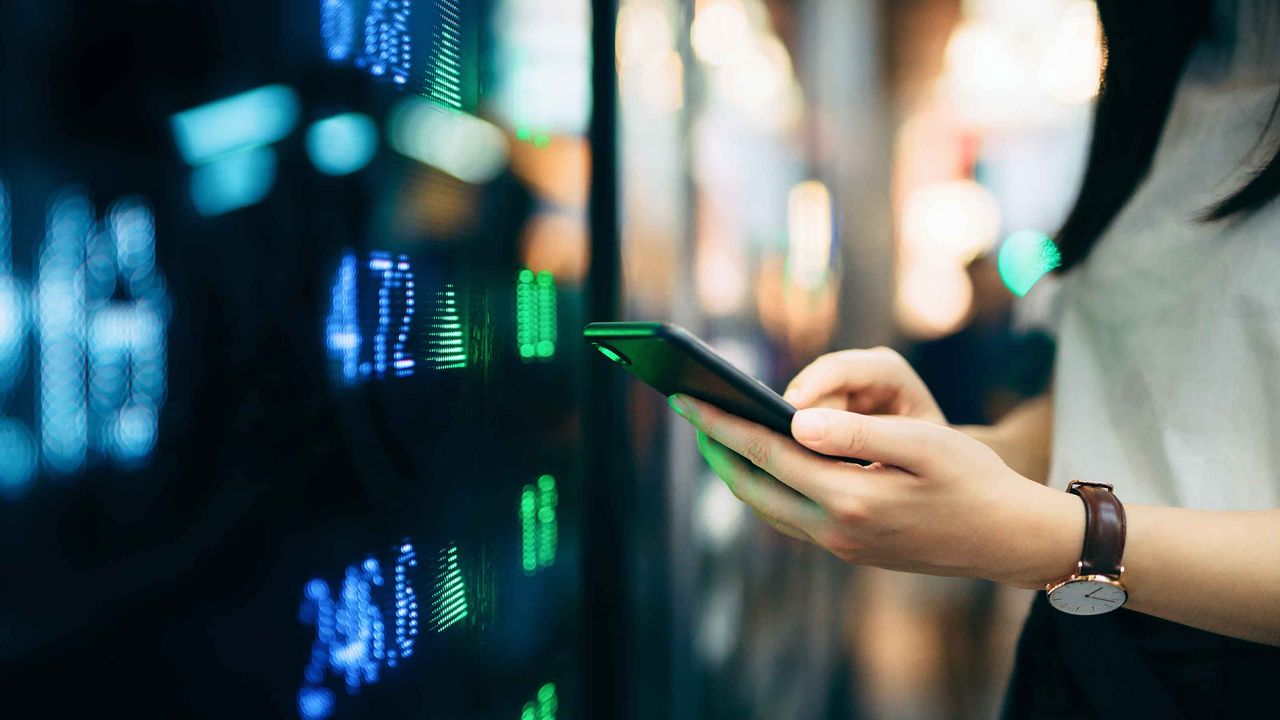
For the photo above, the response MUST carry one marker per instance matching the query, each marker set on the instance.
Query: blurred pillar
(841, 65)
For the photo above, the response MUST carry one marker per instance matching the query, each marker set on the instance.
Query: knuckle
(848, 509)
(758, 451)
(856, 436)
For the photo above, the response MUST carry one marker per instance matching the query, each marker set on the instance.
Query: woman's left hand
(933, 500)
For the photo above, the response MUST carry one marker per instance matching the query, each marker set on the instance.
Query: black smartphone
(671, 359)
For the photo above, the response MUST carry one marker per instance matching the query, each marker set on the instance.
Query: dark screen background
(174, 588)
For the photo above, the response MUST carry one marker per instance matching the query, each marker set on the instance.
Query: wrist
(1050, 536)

▬▬▬▬▬▬▬▬▬▬

* [What needs to be done]:
Rewrite all the records with every "marker" changed to "dot" and nothing else altered. Leave the pictures out.

* [Full answer]:
For the photo above, the response MUST carry one dot per instance matching the query, each dot set on the instance.
Query: blurred pillar
(841, 65)
For the photo above, the response MUST carry one dot per instance matching the query, each dot set on the instance.
Query: knuckle
(848, 509)
(758, 451)
(856, 436)
For the photo above, the response MUST carry one dot per instance matching the query, each dot set on the instance.
Query: woman's left hand
(933, 500)
For the photo above, the response MUST carry one dot per instance matching the query, each dot set on the instance.
Query: black smartphone
(671, 359)
For the photo above, the response MUST carry one dot per instance matching the query, each dot set on the instance.
Query: dark screen background
(174, 588)
For the photo above, the response MUST carry one dot per instance matching the query, each dot set on the instance.
Query: wrist
(1050, 536)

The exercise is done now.